**Exercise objective:**
With the pictures omitted, write out the entries that follow exactly as they stand.

**Source material:**
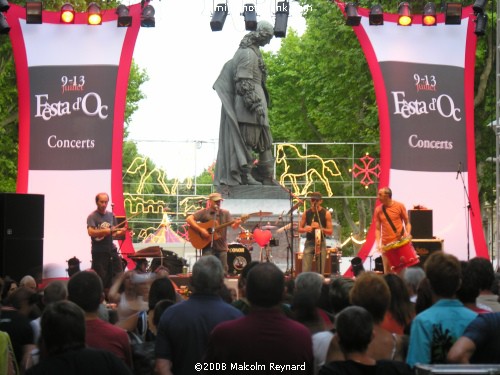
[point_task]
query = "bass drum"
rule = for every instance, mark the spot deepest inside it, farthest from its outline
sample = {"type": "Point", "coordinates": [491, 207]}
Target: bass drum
{"type": "Point", "coordinates": [238, 257]}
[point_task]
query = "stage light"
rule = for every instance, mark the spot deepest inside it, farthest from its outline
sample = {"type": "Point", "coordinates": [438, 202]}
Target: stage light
{"type": "Point", "coordinates": [94, 16]}
{"type": "Point", "coordinates": [481, 24]}
{"type": "Point", "coordinates": [33, 12]}
{"type": "Point", "coordinates": [124, 19]}
{"type": "Point", "coordinates": [218, 17]}
{"type": "Point", "coordinates": [67, 13]}
{"type": "Point", "coordinates": [4, 6]}
{"type": "Point", "coordinates": [281, 19]}
{"type": "Point", "coordinates": [405, 17]}
{"type": "Point", "coordinates": [4, 26]}
{"type": "Point", "coordinates": [376, 16]}
{"type": "Point", "coordinates": [479, 6]}
{"type": "Point", "coordinates": [148, 16]}
{"type": "Point", "coordinates": [250, 17]}
{"type": "Point", "coordinates": [353, 18]}
{"type": "Point", "coordinates": [453, 13]}
{"type": "Point", "coordinates": [429, 15]}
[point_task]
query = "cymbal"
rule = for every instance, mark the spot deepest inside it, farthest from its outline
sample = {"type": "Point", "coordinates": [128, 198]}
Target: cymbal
{"type": "Point", "coordinates": [261, 214]}
{"type": "Point", "coordinates": [268, 227]}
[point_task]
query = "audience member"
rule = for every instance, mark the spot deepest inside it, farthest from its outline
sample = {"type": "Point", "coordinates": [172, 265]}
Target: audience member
{"type": "Point", "coordinates": [412, 277]}
{"type": "Point", "coordinates": [86, 290]}
{"type": "Point", "coordinates": [305, 301]}
{"type": "Point", "coordinates": [480, 342]}
{"type": "Point", "coordinates": [469, 289]}
{"type": "Point", "coordinates": [127, 292]}
{"type": "Point", "coordinates": [371, 291]}
{"type": "Point", "coordinates": [265, 335]}
{"type": "Point", "coordinates": [401, 310]}
{"type": "Point", "coordinates": [63, 348]}
{"type": "Point", "coordinates": [14, 320]}
{"type": "Point", "coordinates": [339, 289]}
{"type": "Point", "coordinates": [425, 298]}
{"type": "Point", "coordinates": [185, 327]}
{"type": "Point", "coordinates": [483, 273]}
{"type": "Point", "coordinates": [29, 282]}
{"type": "Point", "coordinates": [54, 291]}
{"type": "Point", "coordinates": [9, 285]}
{"type": "Point", "coordinates": [434, 330]}
{"type": "Point", "coordinates": [161, 289]}
{"type": "Point", "coordinates": [355, 332]}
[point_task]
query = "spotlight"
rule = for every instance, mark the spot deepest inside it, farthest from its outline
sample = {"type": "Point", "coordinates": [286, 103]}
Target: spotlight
{"type": "Point", "coordinates": [429, 15]}
{"type": "Point", "coordinates": [479, 6]}
{"type": "Point", "coordinates": [4, 26]}
{"type": "Point", "coordinates": [148, 16]}
{"type": "Point", "coordinates": [481, 24]}
{"type": "Point", "coordinates": [67, 13]}
{"type": "Point", "coordinates": [94, 16]}
{"type": "Point", "coordinates": [353, 18]}
{"type": "Point", "coordinates": [376, 16]}
{"type": "Point", "coordinates": [4, 6]}
{"type": "Point", "coordinates": [124, 19]}
{"type": "Point", "coordinates": [281, 19]}
{"type": "Point", "coordinates": [218, 17]}
{"type": "Point", "coordinates": [453, 13]}
{"type": "Point", "coordinates": [250, 16]}
{"type": "Point", "coordinates": [34, 12]}
{"type": "Point", "coordinates": [404, 11]}
{"type": "Point", "coordinates": [357, 266]}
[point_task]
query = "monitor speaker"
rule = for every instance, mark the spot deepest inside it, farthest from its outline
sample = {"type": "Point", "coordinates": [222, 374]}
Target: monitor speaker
{"type": "Point", "coordinates": [21, 235]}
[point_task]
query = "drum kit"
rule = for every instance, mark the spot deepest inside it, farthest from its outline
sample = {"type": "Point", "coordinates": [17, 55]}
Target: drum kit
{"type": "Point", "coordinates": [239, 251]}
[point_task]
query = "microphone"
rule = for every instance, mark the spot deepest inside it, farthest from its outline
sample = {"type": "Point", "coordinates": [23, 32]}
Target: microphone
{"type": "Point", "coordinates": [459, 170]}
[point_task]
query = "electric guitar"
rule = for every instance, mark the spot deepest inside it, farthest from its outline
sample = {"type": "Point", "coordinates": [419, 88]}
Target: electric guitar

**Result for this task:**
[point_task]
query = "bass drum"
rule = for every instance, mark the spot deepest inside it, farthest from its outline
sample = {"type": "Point", "coordinates": [491, 207]}
Target: bass drum
{"type": "Point", "coordinates": [238, 257]}
[point_task]
query = "stage light"
rule = for every instance, mark the spot deepest inside it, farthest from its outline
sample = {"type": "Point", "coordinates": [438, 202]}
Target: stage light
{"type": "Point", "coordinates": [94, 16]}
{"type": "Point", "coordinates": [481, 24]}
{"type": "Point", "coordinates": [33, 12]}
{"type": "Point", "coordinates": [124, 19]}
{"type": "Point", "coordinates": [218, 17]}
{"type": "Point", "coordinates": [67, 13]}
{"type": "Point", "coordinates": [4, 6]}
{"type": "Point", "coordinates": [281, 19]}
{"type": "Point", "coordinates": [405, 17]}
{"type": "Point", "coordinates": [4, 26]}
{"type": "Point", "coordinates": [376, 16]}
{"type": "Point", "coordinates": [479, 6]}
{"type": "Point", "coordinates": [148, 16]}
{"type": "Point", "coordinates": [250, 17]}
{"type": "Point", "coordinates": [353, 18]}
{"type": "Point", "coordinates": [453, 13]}
{"type": "Point", "coordinates": [429, 15]}
[point_task]
query = "cymbal"
rule = for every instance, mark the spot deepest inside it, farthest from its outline
sample = {"type": "Point", "coordinates": [128, 198]}
Target: cymbal
{"type": "Point", "coordinates": [261, 214]}
{"type": "Point", "coordinates": [268, 227]}
[point_task]
query = "audience member"
rule = for every instance, mark the spot deepest inside it, farthest from its outline
sample = {"type": "Point", "coordinates": [172, 265]}
Target: audience member
{"type": "Point", "coordinates": [412, 277]}
{"type": "Point", "coordinates": [86, 290]}
{"type": "Point", "coordinates": [305, 301]}
{"type": "Point", "coordinates": [480, 342]}
{"type": "Point", "coordinates": [469, 289]}
{"type": "Point", "coordinates": [127, 292]}
{"type": "Point", "coordinates": [371, 291]}
{"type": "Point", "coordinates": [265, 335]}
{"type": "Point", "coordinates": [401, 310]}
{"type": "Point", "coordinates": [63, 348]}
{"type": "Point", "coordinates": [14, 320]}
{"type": "Point", "coordinates": [339, 289]}
{"type": "Point", "coordinates": [425, 298]}
{"type": "Point", "coordinates": [185, 327]}
{"type": "Point", "coordinates": [483, 273]}
{"type": "Point", "coordinates": [29, 282]}
{"type": "Point", "coordinates": [54, 291]}
{"type": "Point", "coordinates": [9, 285]}
{"type": "Point", "coordinates": [434, 330]}
{"type": "Point", "coordinates": [161, 289]}
{"type": "Point", "coordinates": [355, 332]}
[point_task]
query = "spotlight"
rule = for every instance, mark the spot deepest inside it, farthest from its outline
sample = {"type": "Point", "coordinates": [286, 103]}
Target: spotlight
{"type": "Point", "coordinates": [429, 15]}
{"type": "Point", "coordinates": [479, 6]}
{"type": "Point", "coordinates": [4, 26]}
{"type": "Point", "coordinates": [148, 16]}
{"type": "Point", "coordinates": [481, 24]}
{"type": "Point", "coordinates": [67, 13]}
{"type": "Point", "coordinates": [94, 16]}
{"type": "Point", "coordinates": [353, 18]}
{"type": "Point", "coordinates": [376, 16]}
{"type": "Point", "coordinates": [4, 6]}
{"type": "Point", "coordinates": [124, 19]}
{"type": "Point", "coordinates": [281, 19]}
{"type": "Point", "coordinates": [218, 17]}
{"type": "Point", "coordinates": [453, 13]}
{"type": "Point", "coordinates": [250, 16]}
{"type": "Point", "coordinates": [34, 12]}
{"type": "Point", "coordinates": [404, 11]}
{"type": "Point", "coordinates": [357, 266]}
[point_task]
query = "monitor speaker"
rule = for every instance, mark the spot deepest inside it, farthest from its outline
sample = {"type": "Point", "coordinates": [222, 374]}
Target: monitor speaker
{"type": "Point", "coordinates": [21, 235]}
[point_task]
query = "drum kit"
rule = for every instance, mark the spot deepest inside it, farthest from its outline
sample = {"type": "Point", "coordinates": [17, 55]}
Target: drum kit
{"type": "Point", "coordinates": [239, 251]}
[point_task]
query = "microphone"
rule = for every instance, mark the spot deepest inside it, farthest from its outline
sample = {"type": "Point", "coordinates": [23, 32]}
Target: microphone
{"type": "Point", "coordinates": [459, 170]}
[point_task]
query = "electric guitar"
rule = for every instance, mark the spot deepest inside it, farthest from its outline
sample = {"type": "Point", "coordinates": [419, 88]}
Target: electric guitar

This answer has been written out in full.